** START EXERCISE MATERIALS **
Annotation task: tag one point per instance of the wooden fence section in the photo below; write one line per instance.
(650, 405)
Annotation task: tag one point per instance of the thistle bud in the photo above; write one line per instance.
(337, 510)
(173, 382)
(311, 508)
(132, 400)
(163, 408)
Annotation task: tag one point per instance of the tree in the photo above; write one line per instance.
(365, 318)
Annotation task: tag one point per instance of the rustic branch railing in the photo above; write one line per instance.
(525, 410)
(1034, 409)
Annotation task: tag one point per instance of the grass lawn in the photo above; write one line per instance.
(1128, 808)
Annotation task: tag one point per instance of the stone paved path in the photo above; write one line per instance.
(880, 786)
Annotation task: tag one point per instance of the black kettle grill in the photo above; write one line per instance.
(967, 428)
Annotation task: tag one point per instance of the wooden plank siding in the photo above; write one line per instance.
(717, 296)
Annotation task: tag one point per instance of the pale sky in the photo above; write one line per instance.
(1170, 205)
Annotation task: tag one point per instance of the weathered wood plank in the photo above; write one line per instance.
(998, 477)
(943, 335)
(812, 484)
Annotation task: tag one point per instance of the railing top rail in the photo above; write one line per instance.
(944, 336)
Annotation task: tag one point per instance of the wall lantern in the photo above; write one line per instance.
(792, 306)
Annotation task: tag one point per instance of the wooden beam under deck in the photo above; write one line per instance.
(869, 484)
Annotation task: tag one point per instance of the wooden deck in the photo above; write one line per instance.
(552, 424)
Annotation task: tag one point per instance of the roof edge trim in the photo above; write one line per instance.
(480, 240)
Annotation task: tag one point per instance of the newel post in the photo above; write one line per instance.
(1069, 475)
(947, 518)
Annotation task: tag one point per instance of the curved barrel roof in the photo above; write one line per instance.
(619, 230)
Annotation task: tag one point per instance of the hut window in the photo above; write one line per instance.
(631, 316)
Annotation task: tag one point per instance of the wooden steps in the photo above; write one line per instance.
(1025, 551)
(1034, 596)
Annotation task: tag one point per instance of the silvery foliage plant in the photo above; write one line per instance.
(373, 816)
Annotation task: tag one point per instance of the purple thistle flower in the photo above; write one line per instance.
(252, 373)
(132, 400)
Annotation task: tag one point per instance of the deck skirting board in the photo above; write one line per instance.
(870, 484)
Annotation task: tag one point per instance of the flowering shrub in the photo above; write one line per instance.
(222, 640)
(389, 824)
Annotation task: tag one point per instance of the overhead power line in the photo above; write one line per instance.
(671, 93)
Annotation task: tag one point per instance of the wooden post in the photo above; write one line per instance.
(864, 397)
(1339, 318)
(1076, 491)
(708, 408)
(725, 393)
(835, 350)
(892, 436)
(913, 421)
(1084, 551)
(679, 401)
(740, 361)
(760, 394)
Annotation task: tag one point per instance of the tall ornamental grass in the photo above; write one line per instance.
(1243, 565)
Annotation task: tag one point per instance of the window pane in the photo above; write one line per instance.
** END EXERCISE MATERIALS **
Rewrite the material from its start through the line containing "(1128, 808)", swapping "thistle bud" for "thistle head" and keeping everything else unchanged.

EXERCISE OUTPUT:
Annotation task: tag one point per instance of the wooden fence section in the photo below; write one line per instance.
(650, 405)
Annotation task: tag one point per instance of the thistle head in the photo above; write one line per instance.
(337, 510)
(173, 382)
(311, 508)
(132, 400)
(163, 408)
Annotation task: tag one point per instance of the tree in the photo above; write one line per instance.
(365, 318)
Annotation task: tag one point per instance of the rustic branch railing in the photo above; write one line per instance.
(525, 410)
(1034, 409)
Annotation task: tag one point per instance of the grass lawn in the photo above; write one line per instance.
(1128, 808)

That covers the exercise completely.